What the task requires ▸ Each record is to be written out exactly as it appears.

Natural-language object grounding data ▸

---------------

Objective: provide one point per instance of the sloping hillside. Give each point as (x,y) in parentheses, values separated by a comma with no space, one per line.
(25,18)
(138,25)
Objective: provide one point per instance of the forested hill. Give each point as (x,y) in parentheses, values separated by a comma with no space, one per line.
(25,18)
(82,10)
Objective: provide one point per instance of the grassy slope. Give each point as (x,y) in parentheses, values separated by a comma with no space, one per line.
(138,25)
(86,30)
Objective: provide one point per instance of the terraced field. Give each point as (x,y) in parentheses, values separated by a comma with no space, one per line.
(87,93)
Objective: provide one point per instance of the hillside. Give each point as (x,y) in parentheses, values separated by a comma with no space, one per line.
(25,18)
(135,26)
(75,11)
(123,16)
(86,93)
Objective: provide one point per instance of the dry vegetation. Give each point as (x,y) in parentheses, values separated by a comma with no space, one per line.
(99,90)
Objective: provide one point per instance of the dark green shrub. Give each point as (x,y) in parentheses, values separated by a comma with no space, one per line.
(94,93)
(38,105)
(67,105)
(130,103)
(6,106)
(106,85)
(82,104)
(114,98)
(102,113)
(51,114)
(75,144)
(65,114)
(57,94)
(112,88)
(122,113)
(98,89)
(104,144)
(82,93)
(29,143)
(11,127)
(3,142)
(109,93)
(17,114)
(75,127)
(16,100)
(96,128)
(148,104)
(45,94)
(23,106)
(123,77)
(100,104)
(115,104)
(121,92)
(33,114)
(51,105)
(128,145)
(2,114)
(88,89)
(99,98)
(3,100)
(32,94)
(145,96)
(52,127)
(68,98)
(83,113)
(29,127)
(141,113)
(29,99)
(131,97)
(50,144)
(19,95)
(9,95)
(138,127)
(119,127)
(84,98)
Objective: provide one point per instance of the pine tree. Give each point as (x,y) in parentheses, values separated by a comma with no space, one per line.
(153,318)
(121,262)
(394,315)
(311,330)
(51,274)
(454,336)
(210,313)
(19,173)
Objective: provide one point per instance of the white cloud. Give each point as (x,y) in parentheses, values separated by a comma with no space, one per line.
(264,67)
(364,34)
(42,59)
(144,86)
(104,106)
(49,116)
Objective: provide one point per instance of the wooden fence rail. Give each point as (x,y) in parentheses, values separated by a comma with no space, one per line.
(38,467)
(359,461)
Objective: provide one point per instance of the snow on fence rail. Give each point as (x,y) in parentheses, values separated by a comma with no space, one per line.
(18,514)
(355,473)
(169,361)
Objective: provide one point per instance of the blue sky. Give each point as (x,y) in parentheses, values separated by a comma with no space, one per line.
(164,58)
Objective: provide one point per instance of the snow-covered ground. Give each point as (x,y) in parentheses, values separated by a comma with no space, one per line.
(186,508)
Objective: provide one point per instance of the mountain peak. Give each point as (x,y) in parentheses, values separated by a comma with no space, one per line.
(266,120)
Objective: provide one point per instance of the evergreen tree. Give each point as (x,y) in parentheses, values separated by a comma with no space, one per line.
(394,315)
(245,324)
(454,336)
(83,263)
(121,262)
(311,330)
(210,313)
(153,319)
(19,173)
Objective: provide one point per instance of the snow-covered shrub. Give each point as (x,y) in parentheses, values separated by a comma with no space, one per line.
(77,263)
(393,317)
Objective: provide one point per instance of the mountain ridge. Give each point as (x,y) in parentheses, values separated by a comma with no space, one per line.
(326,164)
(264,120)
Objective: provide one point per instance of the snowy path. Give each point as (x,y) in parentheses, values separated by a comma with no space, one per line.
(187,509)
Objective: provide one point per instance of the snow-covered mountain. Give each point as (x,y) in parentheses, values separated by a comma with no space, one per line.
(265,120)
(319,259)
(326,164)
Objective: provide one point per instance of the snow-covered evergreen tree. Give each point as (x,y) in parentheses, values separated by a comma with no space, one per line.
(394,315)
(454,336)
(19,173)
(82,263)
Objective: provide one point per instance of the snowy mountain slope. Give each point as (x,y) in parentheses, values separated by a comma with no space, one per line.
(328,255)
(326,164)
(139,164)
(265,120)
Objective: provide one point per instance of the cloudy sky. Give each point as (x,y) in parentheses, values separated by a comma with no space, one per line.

---------------

Exercise response ▸
Objective: provide one point per instance of the sloping hillside. Give each point as (x,y) in parentheses, values separated by a comma with no space, one per line.
(25,18)
(138,25)
Objective: provide one point per instance of the forested hill. Give each point as (x,y) in parentheses, values separated by a comma with no space, one per line.
(25,18)
(82,10)
Objective: provide one point per instance of the grassy slope. Give each point as (x,y) in parentheses, values separated by a comma with no space, one per line.
(138,25)
(86,30)
Objective: provide one point per instance of the terraced field. Give each point as (x,y) in parentheses, values separated by a comma with no space, one per line.
(87,93)
Objective: provide one point per instance of the hillside. Give each point as (x,y) in parentheses, values separated by a comma with no space, one per line.
(25,18)
(135,26)
(75,11)
(123,16)
(86,93)
Objective: provide one point per instance of the dry vegetation. Give each point as (x,y) in parentheses, values separated by a comma with no space, one per line.
(99,90)
Objective: provide one point per instance of the dark green shrub. Give each point as (x,y) in parentheses, values separated by a comma with no space, one per line.
(94,93)
(38,105)
(67,105)
(130,103)
(6,106)
(106,85)
(82,104)
(114,98)
(102,113)
(51,114)
(75,144)
(65,114)
(57,94)
(112,88)
(122,113)
(98,89)
(104,144)
(82,93)
(29,143)
(11,127)
(3,142)
(109,93)
(17,114)
(75,127)
(16,100)
(96,128)
(148,104)
(45,94)
(23,106)
(123,77)
(100,104)
(115,104)
(121,92)
(33,114)
(51,105)
(128,145)
(2,114)
(88,89)
(99,98)
(3,100)
(32,94)
(145,96)
(52,127)
(68,98)
(83,113)
(29,127)
(141,113)
(29,99)
(131,97)
(50,144)
(19,95)
(9,95)
(138,127)
(119,127)
(84,98)
Objective: provide one point per instance of the pine tree. Give each point as (x,y) in parentheses, values separated by a comma with no space, one per line.
(153,318)
(121,262)
(394,315)
(311,330)
(51,274)
(454,336)
(210,313)
(19,173)
Objective: provide one point per instance of the white cloud. Give each point as (x,y) in parentheses, values separated by a comma with no space, one per line.
(264,67)
(364,34)
(42,59)
(144,86)
(104,106)
(49,116)
Objective: provide one point per instance of the wooden fence rail. Give each point as (x,y) in parentheses, values separated by a comma with no space, one per line.
(38,467)
(359,461)
Objective: provide one point per instance of the snow on fence rail. Give each point as (x,y) in parentheses, values separated by a comma with no space, one per line.
(18,514)
(355,473)
(169,361)
Objective: provide one point per instance of the blue sky. Give each point as (x,y) in parentheses, values separated by a comma with no space, one per line.
(164,58)
Objective: provide one point per instance of the snow-covered ground. Give each point as (x,y) in parentheses, values separated by a comma with no space, one per line.
(186,508)
Objective: provide one point per instance of the mountain peak. Give each point as (x,y) in parentheses, values separated by a comma with no space, one per line.
(266,120)
Objective: provide one point per instance of the evergreen tree. Give each point as (x,y) in parentheses, values separated by a comma with no space, one per line.
(394,315)
(245,324)
(454,336)
(83,263)
(121,262)
(311,330)
(210,313)
(153,319)
(19,173)
Objective: provide one point per instance of the snow-covered shrub. Give each point as (x,y) in parentheses, values separated by a comma with no space, one per line.
(77,263)
(393,317)
Objective: provide one point per instance of the mountain ridge. Give each point as (x,y) in parentheses, values separated by a comma with no space, one per line.
(326,164)
(264,120)
Objective: provide one point per instance of the snowy path. Give each point as (x,y) in parentheses, values separated by a comma with no space, one per line.
(187,509)
Objective: provide one point per instance of the snow-covered mountain. Give each point as (x,y) in parentheses, values separated by a comma with no space, one per line.
(265,120)
(319,259)
(326,164)
Objective: provide one point per instance of the snow-covered evergreen tree. Give each point as (x,y) in parentheses, values separated by a comma with no space, one per line.
(394,315)
(454,336)
(19,173)
(82,263)
Objective: provide one point per instance of the snowy mountain slope. Give each point as (x,y) in parentheses, values separated by a comma with no space, one per line.
(328,255)
(326,164)
(139,164)
(265,120)
Objective: provide one point per instance of the cloudy sky. Give each point as (x,y) in parentheses, values separated by a comma with no space, one per line.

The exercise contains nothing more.